Source material
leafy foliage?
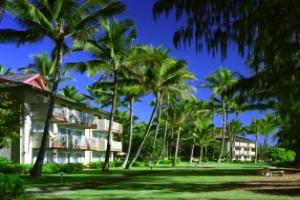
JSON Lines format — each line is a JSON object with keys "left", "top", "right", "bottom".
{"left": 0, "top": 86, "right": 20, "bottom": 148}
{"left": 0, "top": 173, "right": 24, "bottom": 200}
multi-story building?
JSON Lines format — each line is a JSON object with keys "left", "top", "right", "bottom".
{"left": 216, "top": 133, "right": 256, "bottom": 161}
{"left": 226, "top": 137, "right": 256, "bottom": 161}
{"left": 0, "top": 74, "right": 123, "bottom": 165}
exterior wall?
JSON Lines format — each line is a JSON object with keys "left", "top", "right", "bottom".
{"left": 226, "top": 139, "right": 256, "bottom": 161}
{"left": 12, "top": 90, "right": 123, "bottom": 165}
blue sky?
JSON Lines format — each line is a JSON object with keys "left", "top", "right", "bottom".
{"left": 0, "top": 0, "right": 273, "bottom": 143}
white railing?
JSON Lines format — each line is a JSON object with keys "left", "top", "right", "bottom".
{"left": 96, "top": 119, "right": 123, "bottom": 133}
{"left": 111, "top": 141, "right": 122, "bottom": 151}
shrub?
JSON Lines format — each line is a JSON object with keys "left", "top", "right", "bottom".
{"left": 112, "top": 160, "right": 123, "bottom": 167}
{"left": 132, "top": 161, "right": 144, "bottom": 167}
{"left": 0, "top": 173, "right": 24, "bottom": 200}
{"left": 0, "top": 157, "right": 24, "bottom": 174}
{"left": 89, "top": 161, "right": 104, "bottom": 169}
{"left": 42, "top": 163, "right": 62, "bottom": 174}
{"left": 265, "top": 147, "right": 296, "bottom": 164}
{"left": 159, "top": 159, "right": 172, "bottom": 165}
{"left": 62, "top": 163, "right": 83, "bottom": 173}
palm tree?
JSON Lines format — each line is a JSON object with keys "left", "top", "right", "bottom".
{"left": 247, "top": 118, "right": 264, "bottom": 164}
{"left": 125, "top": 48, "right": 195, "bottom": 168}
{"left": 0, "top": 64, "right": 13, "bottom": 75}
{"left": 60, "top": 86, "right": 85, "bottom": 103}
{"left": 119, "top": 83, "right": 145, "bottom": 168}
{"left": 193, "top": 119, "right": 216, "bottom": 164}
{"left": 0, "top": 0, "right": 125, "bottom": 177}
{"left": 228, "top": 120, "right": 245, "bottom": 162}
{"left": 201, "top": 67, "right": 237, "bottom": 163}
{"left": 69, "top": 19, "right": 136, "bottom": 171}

Brief
Copy out all the data above exactly, minus the images.

Task solution
leafy foliage?
JSON Lines format — each line is a JSON object with keys "left", "top", "right", "bottom".
{"left": 0, "top": 86, "right": 20, "bottom": 148}
{"left": 0, "top": 173, "right": 24, "bottom": 200}
multi-story building?
JSON Lines format — each line is a JSON object with keys "left", "top", "right", "bottom".
{"left": 216, "top": 133, "right": 256, "bottom": 161}
{"left": 226, "top": 137, "right": 256, "bottom": 161}
{"left": 0, "top": 74, "right": 123, "bottom": 165}
exterior wall?
JSON Lines format — each line is a JSON object with keys "left", "top", "right", "bottom".
{"left": 226, "top": 139, "right": 256, "bottom": 161}
{"left": 12, "top": 90, "right": 123, "bottom": 165}
blue sky?
JSON Lines format — each line is a JSON object with keys "left", "top", "right", "bottom".
{"left": 0, "top": 0, "right": 273, "bottom": 143}
white railing?
JSON Lines format — each line is a JSON object with keys "left", "top", "right", "bottom".
{"left": 96, "top": 119, "right": 123, "bottom": 133}
{"left": 111, "top": 141, "right": 122, "bottom": 151}
shrub?
JSON Lines format — each line is a JSON object with keys "left", "top", "right", "bottom".
{"left": 112, "top": 160, "right": 123, "bottom": 167}
{"left": 132, "top": 161, "right": 144, "bottom": 167}
{"left": 0, "top": 173, "right": 24, "bottom": 200}
{"left": 0, "top": 157, "right": 24, "bottom": 174}
{"left": 89, "top": 161, "right": 104, "bottom": 169}
{"left": 42, "top": 163, "right": 62, "bottom": 174}
{"left": 265, "top": 147, "right": 296, "bottom": 164}
{"left": 159, "top": 159, "right": 172, "bottom": 165}
{"left": 62, "top": 163, "right": 83, "bottom": 173}
palm tree?
JSON Lines format — each line is a JSON object with keys "left", "top", "right", "bottom".
{"left": 247, "top": 118, "right": 264, "bottom": 164}
{"left": 125, "top": 48, "right": 195, "bottom": 168}
{"left": 0, "top": 64, "right": 13, "bottom": 75}
{"left": 60, "top": 86, "right": 85, "bottom": 103}
{"left": 119, "top": 83, "right": 145, "bottom": 168}
{"left": 193, "top": 119, "right": 216, "bottom": 164}
{"left": 0, "top": 0, "right": 125, "bottom": 177}
{"left": 228, "top": 120, "right": 245, "bottom": 162}
{"left": 201, "top": 67, "right": 237, "bottom": 163}
{"left": 69, "top": 19, "right": 136, "bottom": 171}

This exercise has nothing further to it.